▸ SELECTED EXCERPT:
>>>
Wednesday, July 02, 2014

Expectations, Ballyhoo and Stem Cell Research

Two seemingly unrelated biotech stories popped up this morning on the news.  One involved an international stem cell research brouhaha. The other involved what could amount to a nearly $2 billion biotech deal for a California firm.  

What brings them together is the diaphanous nature of some of the work in these much ballyhooed fields. But first, let’s look at the latest reports about the STAP stem cell flap concerning research in Japan and Massachusetts that seemed to promise a fast and easy way to make pluripotent stem cells.

After five months and major questions, the journal Nature has decided to retract the STAP paper despite the fact that the journal had it vetted by some of the best scientists in the world. Even with the review, Nature said “extensive” errors have surfaced along with “inexplicable discrepancies.”
<<<
▸ ACTIVITIES:
A) Summarize the post on stem cell research in two sentences.
B) According to the post on stem cell research, what did the STAP research in Japan and Massachusetts seem to promise?

[Collection entries]
>>>
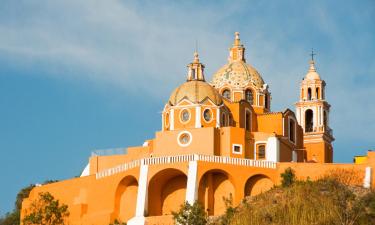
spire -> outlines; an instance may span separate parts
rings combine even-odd
[[[240,40],[240,33],[234,33],[234,42],[232,48],[229,49],[229,62],[234,61],[243,61],[246,62],[245,59],[245,47],[241,44]]]
[[[205,81],[204,80],[204,65],[199,62],[199,55],[197,50],[194,52],[194,60],[192,63],[188,65],[188,77],[187,81],[192,81],[192,80],[200,80],[200,81]]]

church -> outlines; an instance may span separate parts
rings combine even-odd
[[[223,198],[236,206],[280,184],[289,167],[298,179],[353,170],[360,185],[372,188],[375,152],[360,163],[333,163],[330,104],[313,54],[295,112],[271,111],[271,87],[245,56],[236,32],[228,63],[207,81],[195,52],[186,81],[166,99],[154,139],[126,154],[92,155],[80,177],[35,187],[21,217],[40,192],[67,204],[74,225],[174,224],[171,212],[185,201],[217,216],[225,212]]]

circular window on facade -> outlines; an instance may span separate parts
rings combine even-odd
[[[177,137],[178,144],[182,147],[190,145],[191,140],[192,136],[188,131],[181,132]]]
[[[210,122],[212,119],[212,111],[210,109],[205,109],[203,111],[203,118],[206,122]]]
[[[189,120],[190,120],[189,110],[187,110],[187,109],[182,110],[182,112],[181,112],[181,121],[182,122],[187,122]]]

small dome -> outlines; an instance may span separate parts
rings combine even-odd
[[[262,89],[264,85],[263,78],[258,71],[242,60],[233,61],[221,67],[213,75],[211,83],[216,88],[220,88],[225,84],[244,88],[252,84],[257,89]]]
[[[315,69],[315,62],[313,60],[310,61],[310,69],[309,72],[307,72],[305,79],[308,80],[320,80],[319,74],[316,72]]]
[[[215,105],[221,105],[223,99],[219,92],[205,81],[191,80],[183,83],[176,88],[169,98],[170,105],[177,105],[181,100],[188,99],[189,101],[199,104],[209,98]]]

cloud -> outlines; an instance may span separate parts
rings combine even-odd
[[[129,94],[142,91],[165,101],[184,81],[196,40],[210,78],[226,62],[238,30],[248,62],[270,84],[275,110],[294,109],[314,47],[319,73],[327,82],[335,133],[369,139],[369,132],[351,129],[375,129],[371,6],[340,4],[338,9],[316,1],[6,1],[0,11],[0,57],[43,75]]]

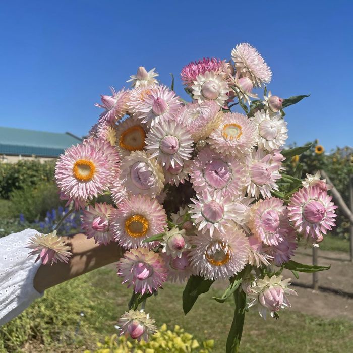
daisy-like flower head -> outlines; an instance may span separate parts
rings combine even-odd
[[[121,168],[119,178],[128,192],[155,197],[163,189],[162,167],[145,152],[132,152],[122,161]]]
[[[163,85],[135,88],[130,97],[128,104],[134,115],[151,126],[174,119],[182,105],[175,93]]]
[[[246,184],[246,172],[231,155],[202,149],[190,166],[190,180],[198,193],[217,191],[233,198],[240,196]]]
[[[104,111],[99,115],[99,122],[112,124],[121,119],[126,113],[129,99],[129,92],[123,88],[116,92],[113,87],[110,87],[111,96],[101,95],[102,104],[96,103],[96,106],[103,108]]]
[[[178,186],[179,183],[184,184],[186,180],[189,180],[191,163],[191,161],[186,160],[183,165],[175,164],[174,167],[171,165],[168,168],[163,167],[165,183],[169,183],[171,185],[175,184]]]
[[[143,150],[147,133],[146,124],[132,117],[128,117],[116,125],[114,145],[122,158],[133,151]]]
[[[146,148],[151,157],[166,168],[183,165],[193,151],[190,134],[175,121],[160,121],[151,128],[146,138]]]
[[[256,285],[250,288],[251,292],[248,296],[254,300],[249,304],[248,307],[257,304],[259,314],[265,319],[268,311],[274,317],[274,313],[280,309],[290,307],[287,295],[297,295],[293,289],[288,288],[290,284],[290,278],[282,281],[282,276],[272,276],[271,278],[265,276],[263,279],[258,278]]]
[[[46,235],[37,233],[30,238],[26,247],[32,249],[30,255],[38,255],[35,262],[41,259],[43,265],[50,263],[51,265],[58,260],[67,263],[71,256],[71,247],[56,235],[56,230]]]
[[[198,225],[198,230],[202,229],[203,233],[209,230],[211,237],[215,229],[224,231],[224,226],[231,223],[233,215],[234,204],[230,197],[216,192],[197,196],[198,200],[190,199],[194,203],[189,207],[192,209],[191,218]]]
[[[248,263],[249,244],[242,231],[229,227],[224,232],[197,232],[191,238],[195,247],[190,251],[190,263],[195,273],[206,279],[226,279],[240,272]]]
[[[248,43],[237,45],[231,57],[242,77],[248,77],[255,87],[270,83],[272,73],[257,50]]]
[[[226,113],[207,142],[217,152],[226,154],[250,153],[257,144],[258,133],[254,123],[240,113]]]
[[[158,84],[158,81],[154,78],[159,76],[159,74],[154,72],[156,68],[153,68],[147,72],[143,66],[140,66],[137,69],[136,75],[132,75],[130,76],[131,78],[126,82],[132,82],[131,86],[133,87],[138,87],[140,85],[151,86]]]
[[[147,247],[152,249],[158,242],[142,243],[148,238],[163,233],[167,226],[165,211],[155,199],[146,195],[126,197],[110,216],[115,240],[125,249]]]
[[[168,280],[172,282],[185,282],[192,274],[189,251],[184,251],[181,257],[173,258],[165,253],[163,254],[166,266],[168,269]]]
[[[287,123],[280,114],[271,116],[268,110],[257,111],[252,118],[257,128],[260,139],[259,147],[268,151],[278,149],[288,138]]]
[[[225,60],[220,60],[215,57],[204,57],[202,60],[191,62],[182,69],[180,76],[183,84],[191,87],[196,81],[199,75],[206,72],[213,72],[216,74],[226,74],[229,70],[228,63]]]
[[[172,258],[182,257],[183,253],[191,248],[186,231],[178,228],[167,231],[160,244],[163,245],[162,252]]]
[[[272,154],[266,154],[260,148],[257,151],[254,150],[247,155],[246,165],[248,168],[249,177],[248,195],[257,199],[260,193],[264,198],[271,197],[271,190],[278,190],[276,181],[281,178],[279,170],[281,170],[282,163],[274,161]]]
[[[270,197],[260,200],[252,207],[249,223],[251,231],[267,245],[278,245],[287,232],[285,206],[282,200]]]
[[[219,107],[213,100],[189,103],[178,110],[175,119],[197,142],[208,137],[218,127],[223,115]]]
[[[326,234],[334,226],[335,206],[326,191],[317,186],[302,188],[290,198],[288,217],[295,229],[306,239]]]
[[[55,165],[55,178],[66,197],[91,200],[110,186],[119,156],[110,144],[90,139],[65,150]],[[76,208],[82,202],[76,203]]]
[[[146,314],[143,310],[131,309],[129,312],[126,311],[117,322],[120,328],[119,335],[128,334],[138,342],[141,339],[147,342],[148,336],[157,332],[157,328],[153,324],[155,322],[153,319],[150,319],[150,314]]]
[[[263,265],[269,266],[269,260],[272,258],[265,252],[261,240],[254,234],[250,236],[248,240],[250,246],[248,259],[249,263],[259,268],[262,267]]]
[[[228,83],[221,75],[206,71],[198,75],[191,86],[194,99],[201,103],[204,100],[214,100],[221,106],[228,99],[230,91]]]
[[[307,177],[302,182],[302,184],[305,188],[316,186],[320,188],[323,191],[327,191],[333,187],[333,185],[326,184],[326,179],[321,180],[319,170],[316,172],[315,175],[312,175],[311,174],[307,174],[306,175]]]
[[[114,239],[110,227],[110,214],[114,209],[111,205],[96,203],[90,205],[81,216],[82,229],[86,232],[87,239],[93,238],[95,243],[106,245]]]
[[[153,293],[167,279],[167,269],[162,256],[146,248],[127,251],[117,264],[117,274],[128,288],[133,286],[135,293]]]

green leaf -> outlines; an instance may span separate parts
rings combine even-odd
[[[165,233],[159,233],[158,234],[156,234],[154,236],[150,237],[147,239],[145,239],[142,243],[150,243],[150,242],[156,242],[159,240],[162,240],[163,239],[163,236],[165,234]]]
[[[282,106],[283,108],[285,108],[289,105],[292,105],[292,104],[295,104],[296,103],[300,102],[302,99],[305,98],[306,97],[309,97],[310,95],[303,95],[303,96],[293,96],[292,97],[289,97],[289,98],[286,99],[283,99],[283,103],[282,103]]]
[[[208,291],[214,281],[200,276],[190,277],[183,292],[183,310],[185,315],[191,310],[199,296]]]
[[[234,292],[236,308],[234,310],[233,322],[227,339],[225,351],[226,353],[237,353],[239,351],[239,344],[242,338],[243,327],[245,318],[246,295],[242,290],[241,287]]]
[[[220,298],[216,297],[212,297],[212,298],[218,303],[224,303],[224,302],[238,288],[238,287],[240,285],[241,283],[241,278],[234,280],[233,283],[231,283],[228,286],[227,289],[225,289],[225,291],[222,295],[222,297]]]
[[[300,272],[306,272],[307,273],[318,272],[320,271],[326,271],[326,270],[329,270],[331,266],[305,265],[299,262],[296,262],[291,260],[284,264],[284,268],[286,268],[287,270],[298,271]]]
[[[307,151],[311,147],[312,144],[308,143],[300,147],[295,147],[290,149],[283,150],[281,152],[283,157],[285,157],[287,159],[291,158],[293,156],[298,156],[302,154],[304,152]]]
[[[171,84],[170,85],[170,89],[172,91],[174,90],[174,75],[170,73],[170,76],[171,76]]]

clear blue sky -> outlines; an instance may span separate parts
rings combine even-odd
[[[353,144],[353,2],[2,2],[0,126],[87,133],[93,106],[137,67],[156,67],[184,96],[179,73],[229,58],[248,42],[273,72],[272,93],[311,93],[286,109],[289,142]]]

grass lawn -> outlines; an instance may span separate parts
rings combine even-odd
[[[185,316],[182,292],[181,286],[167,284],[159,295],[148,300],[146,311],[158,325],[166,323],[172,328],[180,325],[199,342],[214,339],[213,351],[223,353],[233,315],[231,301],[216,302],[212,296],[221,292],[211,287]],[[0,328],[0,352],[93,349],[97,340],[116,332],[114,325],[127,309],[131,293],[108,268],[49,289],[20,317]],[[309,297],[308,303],[311,305]],[[85,314],[82,318],[81,312]],[[264,321],[252,310],[246,317],[241,351],[351,352],[352,332],[353,323],[347,321],[309,316],[293,310],[283,311],[278,320]]]

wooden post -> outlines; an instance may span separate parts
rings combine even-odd
[[[349,197],[350,212],[353,213],[353,174],[351,175],[349,178]],[[349,233],[350,261],[353,262],[353,222],[351,220],[350,220],[350,226],[349,226]]]
[[[318,264],[318,248],[313,247],[313,265]],[[317,290],[319,289],[319,276],[317,272],[313,272],[313,289]]]

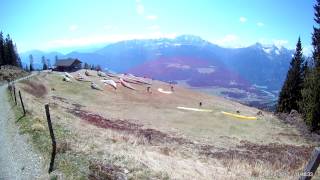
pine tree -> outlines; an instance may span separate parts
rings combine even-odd
[[[4,65],[4,40],[3,40],[3,35],[2,32],[0,32],[0,66]]]
[[[4,64],[22,68],[21,60],[17,53],[16,46],[13,44],[13,41],[10,38],[9,34],[7,35],[4,43],[4,62]]]
[[[24,67],[24,70],[29,72],[29,67],[28,67],[28,64],[26,64],[26,66]]]
[[[30,63],[30,67],[29,67],[29,70],[30,71],[34,71],[34,68],[33,68],[33,56],[32,54],[29,55],[29,63]]]
[[[84,63],[84,69],[90,69],[90,65],[88,63]]]
[[[304,119],[312,131],[320,128],[320,0],[314,6],[316,26],[312,33],[313,66],[308,68],[302,89],[301,109]]]
[[[302,63],[302,46],[299,37],[296,52],[291,60],[287,78],[279,95],[277,112],[288,113],[292,109],[298,110],[298,103],[301,100],[301,89],[303,84]]]
[[[42,70],[47,70],[48,69],[48,65],[47,65],[47,61],[46,61],[46,58],[44,56],[41,57],[42,59]]]

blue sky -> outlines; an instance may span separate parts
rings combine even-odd
[[[311,49],[314,0],[2,0],[19,52],[193,34],[225,47]]]

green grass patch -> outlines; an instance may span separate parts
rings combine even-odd
[[[47,121],[32,117],[27,113],[23,117],[20,104],[15,105],[14,99],[8,91],[10,104],[16,117],[16,124],[19,127],[19,133],[26,134],[33,148],[38,151],[44,158],[44,163],[49,164],[52,152],[51,138]],[[53,131],[56,142],[65,142],[68,139],[75,138],[69,130],[66,130],[59,124],[53,124]],[[57,153],[55,158],[54,170],[62,172],[66,179],[86,179],[89,173],[89,159],[82,154],[75,154],[71,151]]]

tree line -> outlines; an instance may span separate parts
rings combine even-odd
[[[286,80],[279,94],[277,112],[290,113],[292,109],[303,115],[311,131],[320,130],[320,0],[314,5],[312,58],[302,53],[300,37],[291,60]]]
[[[16,45],[13,43],[10,35],[3,37],[0,32],[0,67],[3,65],[12,65],[22,67],[21,59],[18,55]]]

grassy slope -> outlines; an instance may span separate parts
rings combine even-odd
[[[68,113],[66,108],[72,108],[74,106],[72,104],[83,105],[85,107],[81,108],[82,110],[105,118],[126,119],[132,123],[142,124],[144,128],[157,129],[196,144],[215,146],[214,150],[237,148],[236,146],[241,145],[243,141],[257,145],[269,143],[314,145],[300,137],[297,130],[282,124],[272,114],[264,112],[264,116],[256,121],[226,117],[220,112],[240,111],[241,114],[255,116],[258,110],[180,87],[175,87],[174,94],[161,94],[156,89],[159,87],[169,89],[169,85],[158,81],[153,81],[153,93],[148,94],[146,87],[137,85],[135,85],[137,91],[124,87],[118,88],[117,91],[109,87],[105,87],[104,91],[96,91],[90,88],[89,82],[62,82],[61,76],[57,74],[42,74],[35,80],[44,84],[49,92],[41,98],[24,93],[27,108],[32,116],[44,119],[44,112],[39,107],[49,102],[55,127],[64,129],[62,132],[72,134],[59,137],[61,141],[69,142],[71,150],[59,155],[57,163],[57,169],[69,177],[78,174],[87,175],[88,159],[99,159],[103,163],[116,164],[128,169],[127,176],[133,179],[149,176],[163,179],[167,177],[228,179],[236,175],[261,176],[264,172],[273,172],[272,168],[275,168],[266,162],[252,165],[236,158],[232,160],[206,158],[199,154],[201,152],[201,148],[200,150],[197,148],[199,146],[175,142],[152,144],[146,142],[145,138],[125,131],[99,128]],[[103,87],[98,77],[91,77],[91,80]],[[22,88],[26,84],[18,86]],[[65,100],[54,99],[53,96]],[[203,108],[212,109],[213,112],[199,113],[176,109],[177,106],[197,107],[200,101],[203,102]],[[36,139],[37,141],[40,139]],[[77,158],[78,156],[83,158]],[[75,163],[79,159],[85,160],[83,163]],[[69,170],[68,167],[74,168]],[[233,170],[230,172],[230,169]]]

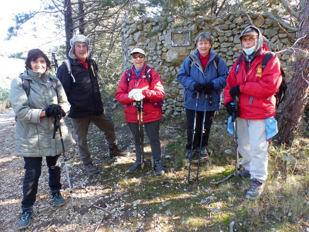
<<<
▸ WRITTEN ANSWERS:
A) Two biotech stories appeared in the news the same morning: an international dispute over stem cell research and a possible deal worth nearly $2 billion for a California firm. The journal Nature has decided to retract the STAP stem cell paper, citing extensive errors and inexplicable discrepancies even though the paper had been vetted by some of the best scientists in the world.

B) It seemed to promise a fast and easy way to make pluripotent stem cells.